• What is required
Would you output the entries below only from the line containing "Where can the bent" through the line containing "Sample: <point>685,529</point>", exactly as they stand and with both ends included?

[Region pointing data]
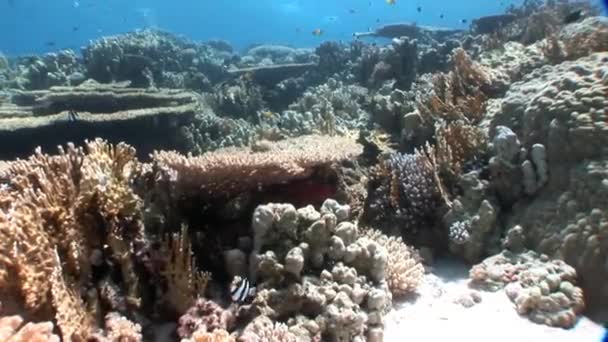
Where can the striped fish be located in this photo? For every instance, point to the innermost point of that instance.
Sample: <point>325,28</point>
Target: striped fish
<point>241,290</point>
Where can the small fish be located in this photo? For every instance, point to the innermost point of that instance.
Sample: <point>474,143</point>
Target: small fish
<point>241,290</point>
<point>574,16</point>
<point>268,114</point>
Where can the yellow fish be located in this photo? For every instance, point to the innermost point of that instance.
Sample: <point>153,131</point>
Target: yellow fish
<point>267,114</point>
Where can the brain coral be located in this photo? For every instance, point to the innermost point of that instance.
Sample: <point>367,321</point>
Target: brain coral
<point>562,107</point>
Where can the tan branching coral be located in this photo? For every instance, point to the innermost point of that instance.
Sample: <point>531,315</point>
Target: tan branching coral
<point>233,170</point>
<point>457,143</point>
<point>12,329</point>
<point>73,319</point>
<point>120,329</point>
<point>184,282</point>
<point>54,212</point>
<point>458,94</point>
<point>405,271</point>
<point>218,335</point>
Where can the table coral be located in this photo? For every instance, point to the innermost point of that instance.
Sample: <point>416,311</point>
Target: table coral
<point>231,171</point>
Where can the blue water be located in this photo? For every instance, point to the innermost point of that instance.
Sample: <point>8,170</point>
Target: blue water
<point>28,26</point>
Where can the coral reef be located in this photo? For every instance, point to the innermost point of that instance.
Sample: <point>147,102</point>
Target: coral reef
<point>542,289</point>
<point>61,68</point>
<point>316,272</point>
<point>52,224</point>
<point>12,329</point>
<point>231,171</point>
<point>48,117</point>
<point>404,196</point>
<point>151,58</point>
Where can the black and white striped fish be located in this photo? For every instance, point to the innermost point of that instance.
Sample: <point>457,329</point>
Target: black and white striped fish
<point>241,290</point>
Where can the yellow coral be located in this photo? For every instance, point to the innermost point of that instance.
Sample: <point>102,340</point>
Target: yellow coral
<point>457,95</point>
<point>405,272</point>
<point>49,223</point>
<point>457,143</point>
<point>233,170</point>
<point>184,282</point>
<point>13,330</point>
<point>218,335</point>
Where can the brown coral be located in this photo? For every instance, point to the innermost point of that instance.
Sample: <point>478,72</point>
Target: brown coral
<point>457,94</point>
<point>184,282</point>
<point>204,316</point>
<point>404,271</point>
<point>456,144</point>
<point>233,170</point>
<point>54,211</point>
<point>13,330</point>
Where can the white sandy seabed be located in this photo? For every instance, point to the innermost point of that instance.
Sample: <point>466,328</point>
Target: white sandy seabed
<point>434,316</point>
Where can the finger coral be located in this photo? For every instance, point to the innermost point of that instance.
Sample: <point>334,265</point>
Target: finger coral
<point>61,208</point>
<point>404,271</point>
<point>12,329</point>
<point>233,170</point>
<point>457,94</point>
<point>184,282</point>
<point>542,289</point>
<point>263,328</point>
<point>403,193</point>
<point>205,316</point>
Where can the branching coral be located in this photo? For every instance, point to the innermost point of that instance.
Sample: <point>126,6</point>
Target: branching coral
<point>62,208</point>
<point>231,170</point>
<point>404,272</point>
<point>12,329</point>
<point>264,329</point>
<point>457,94</point>
<point>184,282</point>
<point>204,316</point>
<point>458,143</point>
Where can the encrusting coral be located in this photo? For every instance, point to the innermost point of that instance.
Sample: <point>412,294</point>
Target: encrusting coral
<point>318,273</point>
<point>404,272</point>
<point>12,329</point>
<point>542,289</point>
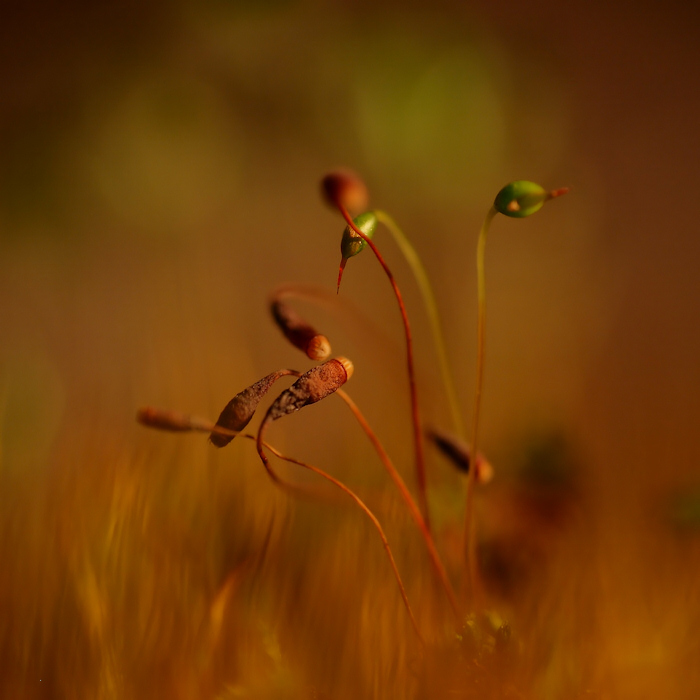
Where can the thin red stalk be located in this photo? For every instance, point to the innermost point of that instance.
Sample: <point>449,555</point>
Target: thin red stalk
<point>415,413</point>
<point>412,507</point>
<point>339,484</point>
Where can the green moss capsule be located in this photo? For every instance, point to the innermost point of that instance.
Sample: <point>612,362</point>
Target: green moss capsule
<point>352,243</point>
<point>521,198</point>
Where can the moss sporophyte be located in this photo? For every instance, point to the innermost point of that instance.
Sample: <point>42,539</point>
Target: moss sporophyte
<point>346,192</point>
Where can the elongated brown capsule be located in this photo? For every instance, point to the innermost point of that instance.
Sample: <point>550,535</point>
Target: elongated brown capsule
<point>298,332</point>
<point>241,408</point>
<point>173,421</point>
<point>345,188</point>
<point>312,386</point>
<point>460,454</point>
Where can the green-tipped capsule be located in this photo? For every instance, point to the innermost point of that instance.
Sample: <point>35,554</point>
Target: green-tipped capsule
<point>522,198</point>
<point>352,243</point>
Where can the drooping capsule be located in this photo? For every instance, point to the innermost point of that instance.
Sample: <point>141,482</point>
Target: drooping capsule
<point>344,188</point>
<point>459,453</point>
<point>352,243</point>
<point>316,384</point>
<point>241,408</point>
<point>521,198</point>
<point>173,421</point>
<point>298,332</point>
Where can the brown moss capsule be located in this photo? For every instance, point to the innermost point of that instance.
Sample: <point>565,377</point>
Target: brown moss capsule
<point>312,386</point>
<point>241,408</point>
<point>344,188</point>
<point>459,453</point>
<point>298,332</point>
<point>171,420</point>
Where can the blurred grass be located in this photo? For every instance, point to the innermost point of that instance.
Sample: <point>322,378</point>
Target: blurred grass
<point>159,178</point>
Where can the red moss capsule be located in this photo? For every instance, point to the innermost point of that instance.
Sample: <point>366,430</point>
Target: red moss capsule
<point>345,189</point>
<point>299,333</point>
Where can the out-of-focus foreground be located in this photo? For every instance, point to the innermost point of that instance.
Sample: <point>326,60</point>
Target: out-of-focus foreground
<point>159,178</point>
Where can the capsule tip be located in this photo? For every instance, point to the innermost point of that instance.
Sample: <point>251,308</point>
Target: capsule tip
<point>343,260</point>
<point>347,366</point>
<point>319,348</point>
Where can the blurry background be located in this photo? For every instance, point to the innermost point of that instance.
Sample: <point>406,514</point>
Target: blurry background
<point>159,168</point>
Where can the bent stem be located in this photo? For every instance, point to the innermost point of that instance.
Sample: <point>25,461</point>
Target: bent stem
<point>415,412</point>
<point>469,524</point>
<point>361,504</point>
<point>426,290</point>
<point>412,507</point>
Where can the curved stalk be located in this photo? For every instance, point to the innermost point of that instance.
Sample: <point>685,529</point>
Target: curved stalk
<point>415,412</point>
<point>469,525</point>
<point>360,503</point>
<point>435,559</point>
<point>426,290</point>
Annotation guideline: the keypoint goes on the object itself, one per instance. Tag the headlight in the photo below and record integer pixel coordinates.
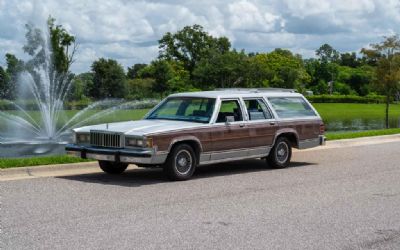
(139, 142)
(82, 138)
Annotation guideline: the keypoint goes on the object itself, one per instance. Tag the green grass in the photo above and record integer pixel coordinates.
(330, 112)
(348, 111)
(36, 161)
(358, 134)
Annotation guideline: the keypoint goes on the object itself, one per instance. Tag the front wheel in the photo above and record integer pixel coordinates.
(112, 167)
(181, 163)
(280, 154)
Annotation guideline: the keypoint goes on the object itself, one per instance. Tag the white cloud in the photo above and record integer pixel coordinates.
(128, 31)
(245, 15)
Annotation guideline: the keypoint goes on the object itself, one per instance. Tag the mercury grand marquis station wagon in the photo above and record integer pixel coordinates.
(186, 130)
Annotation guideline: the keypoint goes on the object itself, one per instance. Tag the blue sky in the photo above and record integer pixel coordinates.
(128, 30)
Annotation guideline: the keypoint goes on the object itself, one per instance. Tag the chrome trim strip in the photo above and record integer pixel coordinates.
(233, 155)
(232, 159)
(309, 143)
(155, 159)
(100, 157)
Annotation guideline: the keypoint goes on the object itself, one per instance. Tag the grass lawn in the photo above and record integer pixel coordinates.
(330, 112)
(35, 161)
(349, 111)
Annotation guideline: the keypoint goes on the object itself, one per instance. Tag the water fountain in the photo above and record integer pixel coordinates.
(46, 130)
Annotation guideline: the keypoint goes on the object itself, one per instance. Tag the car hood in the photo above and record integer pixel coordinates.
(141, 127)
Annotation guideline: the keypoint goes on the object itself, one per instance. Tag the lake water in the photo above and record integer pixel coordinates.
(359, 124)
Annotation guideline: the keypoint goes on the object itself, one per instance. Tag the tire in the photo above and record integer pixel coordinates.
(110, 167)
(181, 163)
(280, 155)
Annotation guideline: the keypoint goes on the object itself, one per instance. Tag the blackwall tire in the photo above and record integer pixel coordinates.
(280, 154)
(181, 163)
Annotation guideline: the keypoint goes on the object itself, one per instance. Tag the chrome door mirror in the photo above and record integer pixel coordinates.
(229, 120)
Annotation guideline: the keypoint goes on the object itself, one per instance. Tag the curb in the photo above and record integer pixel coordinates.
(47, 170)
(92, 167)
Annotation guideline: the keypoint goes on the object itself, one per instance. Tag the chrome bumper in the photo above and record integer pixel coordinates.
(145, 156)
(322, 140)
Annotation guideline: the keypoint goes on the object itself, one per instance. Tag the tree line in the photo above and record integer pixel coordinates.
(191, 59)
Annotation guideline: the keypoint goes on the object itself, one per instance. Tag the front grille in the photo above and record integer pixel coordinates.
(105, 139)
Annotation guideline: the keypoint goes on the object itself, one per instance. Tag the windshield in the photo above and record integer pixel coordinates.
(191, 109)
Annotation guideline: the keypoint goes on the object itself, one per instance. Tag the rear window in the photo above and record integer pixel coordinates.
(290, 107)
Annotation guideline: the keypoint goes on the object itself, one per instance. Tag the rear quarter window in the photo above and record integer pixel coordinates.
(291, 107)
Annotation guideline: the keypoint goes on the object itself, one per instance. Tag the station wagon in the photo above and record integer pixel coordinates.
(187, 130)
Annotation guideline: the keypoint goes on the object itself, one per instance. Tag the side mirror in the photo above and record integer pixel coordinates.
(229, 119)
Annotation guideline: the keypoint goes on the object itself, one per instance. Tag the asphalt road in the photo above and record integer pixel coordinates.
(342, 198)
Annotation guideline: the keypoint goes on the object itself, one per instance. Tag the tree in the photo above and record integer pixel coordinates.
(288, 69)
(190, 45)
(134, 70)
(221, 70)
(388, 68)
(108, 79)
(4, 84)
(327, 53)
(349, 59)
(63, 46)
(14, 67)
(80, 86)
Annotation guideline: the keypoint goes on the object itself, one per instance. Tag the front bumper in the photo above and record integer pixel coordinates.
(322, 140)
(145, 156)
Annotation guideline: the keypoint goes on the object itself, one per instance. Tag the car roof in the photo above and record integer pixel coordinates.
(233, 93)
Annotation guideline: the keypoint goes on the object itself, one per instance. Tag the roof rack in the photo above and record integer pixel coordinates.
(257, 90)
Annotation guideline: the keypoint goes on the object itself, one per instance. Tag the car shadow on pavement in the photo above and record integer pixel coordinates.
(142, 176)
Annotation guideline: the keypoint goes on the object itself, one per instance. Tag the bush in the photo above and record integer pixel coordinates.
(346, 99)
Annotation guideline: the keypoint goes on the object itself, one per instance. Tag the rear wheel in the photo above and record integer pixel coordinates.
(112, 167)
(280, 155)
(181, 163)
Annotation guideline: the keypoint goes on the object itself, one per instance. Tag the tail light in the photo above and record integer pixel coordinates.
(321, 129)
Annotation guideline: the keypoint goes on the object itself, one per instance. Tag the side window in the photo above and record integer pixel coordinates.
(257, 110)
(229, 108)
(289, 107)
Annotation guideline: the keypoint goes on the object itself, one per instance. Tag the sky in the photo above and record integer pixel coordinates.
(128, 31)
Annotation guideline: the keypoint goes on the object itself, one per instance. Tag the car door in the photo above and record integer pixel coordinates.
(229, 134)
(261, 125)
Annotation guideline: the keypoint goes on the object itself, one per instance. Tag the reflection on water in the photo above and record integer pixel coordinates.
(359, 124)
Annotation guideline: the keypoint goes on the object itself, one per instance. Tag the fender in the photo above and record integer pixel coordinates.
(284, 131)
(185, 138)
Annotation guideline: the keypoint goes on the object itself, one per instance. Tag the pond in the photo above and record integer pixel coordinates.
(338, 117)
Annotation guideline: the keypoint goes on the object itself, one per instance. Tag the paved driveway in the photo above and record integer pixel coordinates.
(338, 198)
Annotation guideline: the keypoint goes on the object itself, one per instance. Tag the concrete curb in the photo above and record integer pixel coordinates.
(92, 167)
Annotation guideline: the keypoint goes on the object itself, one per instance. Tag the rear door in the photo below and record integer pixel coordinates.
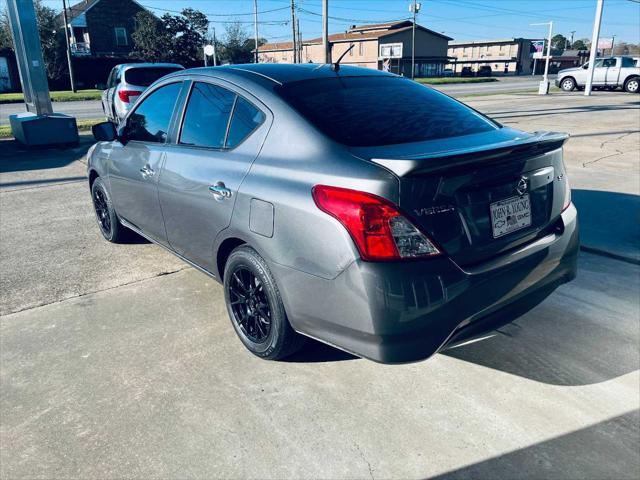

• Response for this exercise
Where can the bent stem be located in this photo? For every instance, point to the innermost point of that instance.
Sample: <point>25,461</point>
Target: bent stem
<point>415,412</point>
<point>469,524</point>
<point>361,504</point>
<point>426,290</point>
<point>412,507</point>
Where can the curved stalk be located in this photo? For every instance, point to the innermost point of that instance.
Sample: <point>685,529</point>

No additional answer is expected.